DIRECTIONS FOR THIS TASK
Leave no line out; reproduce the listing exactly.

== Segment start ==

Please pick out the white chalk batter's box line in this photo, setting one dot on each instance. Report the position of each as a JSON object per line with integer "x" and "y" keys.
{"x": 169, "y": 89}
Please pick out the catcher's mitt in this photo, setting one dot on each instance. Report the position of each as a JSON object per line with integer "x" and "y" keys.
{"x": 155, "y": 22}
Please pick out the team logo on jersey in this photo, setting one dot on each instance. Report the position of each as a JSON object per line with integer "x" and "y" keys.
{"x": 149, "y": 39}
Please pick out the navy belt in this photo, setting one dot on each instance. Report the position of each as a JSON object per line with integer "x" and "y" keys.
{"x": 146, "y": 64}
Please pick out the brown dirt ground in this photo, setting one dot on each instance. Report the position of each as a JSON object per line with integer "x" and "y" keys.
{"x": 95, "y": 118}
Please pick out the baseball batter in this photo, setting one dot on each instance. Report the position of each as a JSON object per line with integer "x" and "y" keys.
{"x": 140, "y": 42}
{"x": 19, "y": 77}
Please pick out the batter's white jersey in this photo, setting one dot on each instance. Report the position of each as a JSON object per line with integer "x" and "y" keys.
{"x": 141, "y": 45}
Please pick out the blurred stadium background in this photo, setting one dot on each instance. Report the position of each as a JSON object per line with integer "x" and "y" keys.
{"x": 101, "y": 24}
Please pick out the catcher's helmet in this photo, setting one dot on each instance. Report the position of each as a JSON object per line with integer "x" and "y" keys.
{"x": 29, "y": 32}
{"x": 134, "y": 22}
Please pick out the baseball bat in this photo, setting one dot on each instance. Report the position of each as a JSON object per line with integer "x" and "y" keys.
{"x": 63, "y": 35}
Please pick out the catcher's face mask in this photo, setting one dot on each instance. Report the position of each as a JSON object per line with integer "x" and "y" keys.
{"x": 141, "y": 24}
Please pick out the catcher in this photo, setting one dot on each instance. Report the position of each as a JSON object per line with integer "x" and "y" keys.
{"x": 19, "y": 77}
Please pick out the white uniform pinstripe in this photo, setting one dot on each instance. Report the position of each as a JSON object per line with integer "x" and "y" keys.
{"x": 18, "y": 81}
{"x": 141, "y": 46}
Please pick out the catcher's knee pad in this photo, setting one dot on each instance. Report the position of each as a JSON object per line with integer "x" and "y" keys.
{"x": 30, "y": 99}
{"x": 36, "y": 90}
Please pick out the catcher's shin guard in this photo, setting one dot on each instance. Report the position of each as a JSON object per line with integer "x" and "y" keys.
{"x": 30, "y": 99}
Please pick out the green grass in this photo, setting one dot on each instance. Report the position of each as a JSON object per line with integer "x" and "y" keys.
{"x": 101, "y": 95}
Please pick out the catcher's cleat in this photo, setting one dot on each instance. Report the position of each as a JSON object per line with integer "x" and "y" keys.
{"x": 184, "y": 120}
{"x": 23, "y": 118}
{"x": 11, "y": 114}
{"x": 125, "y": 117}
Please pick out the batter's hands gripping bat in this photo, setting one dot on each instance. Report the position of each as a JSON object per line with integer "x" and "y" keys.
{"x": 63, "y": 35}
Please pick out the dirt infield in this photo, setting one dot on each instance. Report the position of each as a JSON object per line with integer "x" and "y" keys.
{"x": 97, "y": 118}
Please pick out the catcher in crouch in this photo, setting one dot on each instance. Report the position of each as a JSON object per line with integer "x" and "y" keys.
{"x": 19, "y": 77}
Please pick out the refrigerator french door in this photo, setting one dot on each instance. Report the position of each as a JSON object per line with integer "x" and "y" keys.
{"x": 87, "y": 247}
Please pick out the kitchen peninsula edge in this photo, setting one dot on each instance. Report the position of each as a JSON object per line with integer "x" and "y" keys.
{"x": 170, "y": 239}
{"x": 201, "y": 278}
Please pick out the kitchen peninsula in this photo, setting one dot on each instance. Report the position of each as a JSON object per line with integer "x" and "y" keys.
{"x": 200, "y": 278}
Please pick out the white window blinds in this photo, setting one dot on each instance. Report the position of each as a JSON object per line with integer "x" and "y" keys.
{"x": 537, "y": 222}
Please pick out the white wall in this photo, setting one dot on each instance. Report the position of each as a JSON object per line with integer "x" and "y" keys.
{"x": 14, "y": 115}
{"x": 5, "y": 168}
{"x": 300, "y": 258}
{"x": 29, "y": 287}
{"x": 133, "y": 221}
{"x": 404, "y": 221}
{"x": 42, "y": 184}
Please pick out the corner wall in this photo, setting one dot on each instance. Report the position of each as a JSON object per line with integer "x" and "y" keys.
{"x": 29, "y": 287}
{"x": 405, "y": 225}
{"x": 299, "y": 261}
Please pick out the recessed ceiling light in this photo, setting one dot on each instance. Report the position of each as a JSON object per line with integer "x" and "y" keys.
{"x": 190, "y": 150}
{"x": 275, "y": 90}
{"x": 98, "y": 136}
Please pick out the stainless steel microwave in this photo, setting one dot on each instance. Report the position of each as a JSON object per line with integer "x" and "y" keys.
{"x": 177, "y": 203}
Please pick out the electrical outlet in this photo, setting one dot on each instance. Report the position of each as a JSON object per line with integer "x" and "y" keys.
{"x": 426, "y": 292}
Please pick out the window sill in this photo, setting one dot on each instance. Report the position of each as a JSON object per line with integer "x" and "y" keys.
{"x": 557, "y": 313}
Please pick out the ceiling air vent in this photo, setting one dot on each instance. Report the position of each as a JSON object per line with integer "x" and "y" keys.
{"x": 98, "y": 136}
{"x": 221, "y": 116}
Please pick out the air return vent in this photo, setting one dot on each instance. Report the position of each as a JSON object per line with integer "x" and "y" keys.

== Segment end ==

YOUR SOLUTION
Please pick out the white chalk batter's box line in this photo, setting one dot on each instance. Report the position of each as a JSON object per line with integer "x" and "y" keys.
{"x": 169, "y": 89}
Please pick out the catcher's mitt in this photo, setting one dot on each instance. Report the position of each as a JSON object per line with integer "x" and "y" keys.
{"x": 155, "y": 22}
Please pick out the team logo on jersey in this photo, setting one dot on each instance. Report the position of each as a JSON object per line with integer "x" and "y" keys.
{"x": 149, "y": 39}
Please pick out the navy belt in this photo, setting one dot on each instance. Report the position of each as a JSON object per line with integer "x" and "y" keys.
{"x": 146, "y": 64}
Please pick out the brown dirt ground in this photo, setting one dot on each instance. Report the position of each as a JSON object per line with integer "x" and "y" keys.
{"x": 95, "y": 118}
Please pick out the baseball batter in this photo, setting one dot on each instance. Report the position of each as a JSON object per line with integer "x" and "y" keys.
{"x": 140, "y": 42}
{"x": 19, "y": 77}
Please pick out the batter's white jersey in this photo, setting one dot on each instance. Report the position of each as a JSON object per line with integer "x" and "y" keys.
{"x": 141, "y": 45}
Please pick out the blurred stadium background in this photo, setting one dot on each instance. Report the position of each as a JSON object per line with integer "x" and "y" keys.
{"x": 101, "y": 24}
Please pick out the catcher's helmet in this photo, setting one dot on each instance. Report the position of each as a JSON object per line with integer "x" and "y" keys.
{"x": 29, "y": 32}
{"x": 134, "y": 22}
Please pick out the baseball bat in this photo, setting one dot on each instance. Report the position of each as a JSON object per line with integer "x" and "y" keys.
{"x": 63, "y": 35}
Please pick out the catcher's face mask in this photo, setting one dot on each instance. Report the position of each as a JSON object per line with integer "x" and "y" keys.
{"x": 141, "y": 24}
Please pick out the catcher in this photo, setting one dot on each instance. Report the position of each as a JSON object per line with integer "x" and "y" keys.
{"x": 19, "y": 77}
Please pick out the white uniform pinstripe in this photo, setting one dot on each instance. Report the position of each as a JSON object per line with integer "x" and "y" keys.
{"x": 18, "y": 81}
{"x": 141, "y": 46}
Please pick out the catcher's knee pad in this photo, setting one dot on each instance. Report the position of each as a JSON object per line with integer "x" and "y" keys.
{"x": 30, "y": 99}
{"x": 36, "y": 90}
Please pick out the catcher's shin guard in this photo, setting one dot on each instance. Report the position of each as a JSON object per line with integer "x" and "y" keys.
{"x": 30, "y": 99}
Please pick out the green grass in this photo, setting one dot on each instance. Report the position of each as a JSON object per line with integer "x" and "y" keys.
{"x": 101, "y": 95}
Please pick out the catcher's cleat in this photo, setting one dot on each instance. Report the position of each as a JSON object per line with integer "x" and "y" keys.
{"x": 184, "y": 120}
{"x": 23, "y": 118}
{"x": 11, "y": 114}
{"x": 125, "y": 117}
Please pick out the batter's hands gripping bat in this photo, setting one dot on each instance. Report the position of each as a JSON object per line with integer "x" and "y" keys.
{"x": 63, "y": 35}
Please pick out the dirt infield in this photo, setting one dot on each instance. Report the position of each as a JSON object per line with integer "x" and "y" keys.
{"x": 97, "y": 118}
Please pick out the catcher in crouch in this photo, setting one dot on each instance. Report the position of each as a JSON object per line with integer "x" and "y" keys.
{"x": 19, "y": 77}
Please pick out the refrigerator french door in this photo, setting one dot on each instance. Report the position of each as a JSON object per line with integer "x" and "y" keys.
{"x": 87, "y": 247}
Please pick out the kitchen peninsula edge in this photo, setting one dot on each instance. Report the position of each as a JSON object per line with integer "x" and "y" keys.
{"x": 170, "y": 239}
{"x": 201, "y": 278}
Please pick out the kitchen peninsula in this photo, setting one dot on each instance. Report the position of each as a JSON object per line with integer "x" and "y" keys.
{"x": 200, "y": 278}
Please pick out the white window blinds in this photo, setting one dot on each instance. Report the position of each as a JSON object per line with integer "x" and "y" keys.
{"x": 537, "y": 222}
Please pick out the white wall in this photo, setting one dot on each instance. Report the position of each as a JSON object per line with integer "x" and "y" keys.
{"x": 14, "y": 115}
{"x": 5, "y": 168}
{"x": 300, "y": 258}
{"x": 29, "y": 287}
{"x": 133, "y": 221}
{"x": 404, "y": 221}
{"x": 42, "y": 184}
Please pick out the corner wall in this photo, setting one dot on each instance. Report the position of each as a JSON object per line with integer "x" and "y" keys.
{"x": 29, "y": 287}
{"x": 405, "y": 225}
{"x": 299, "y": 261}
Please pick out the recessed ceiling light in this photo, setting one dot on each instance. Report the position of each as a JSON object per line with integer "x" and "y" keys.
{"x": 190, "y": 150}
{"x": 275, "y": 90}
{"x": 98, "y": 136}
Please pick out the stainless steel microwave in this photo, setting one dot on each instance. Report the position of each as a JSON object per line with integer "x" and "y" keys.
{"x": 177, "y": 203}
Please pick out the electrical outlet in this photo, setting one dot on each instance. Report the position of each as a JSON object per line with integer "x" and "y" keys.
{"x": 426, "y": 292}
Please pick out the window sill in this photo, setting one dot on each instance. Report the position of each as a JSON object per line with integer "x" and "y" keys.
{"x": 557, "y": 313}
Please pick out the ceiling air vent in this photo, setting one dot on each instance. Report the position of each as a JSON object per line with integer "x" and "y" keys.
{"x": 98, "y": 136}
{"x": 221, "y": 116}
Please pick out the air return vent in this photo, setting one dot on each instance. Report the position of each as a JSON object per line with integer "x" and "y" keys.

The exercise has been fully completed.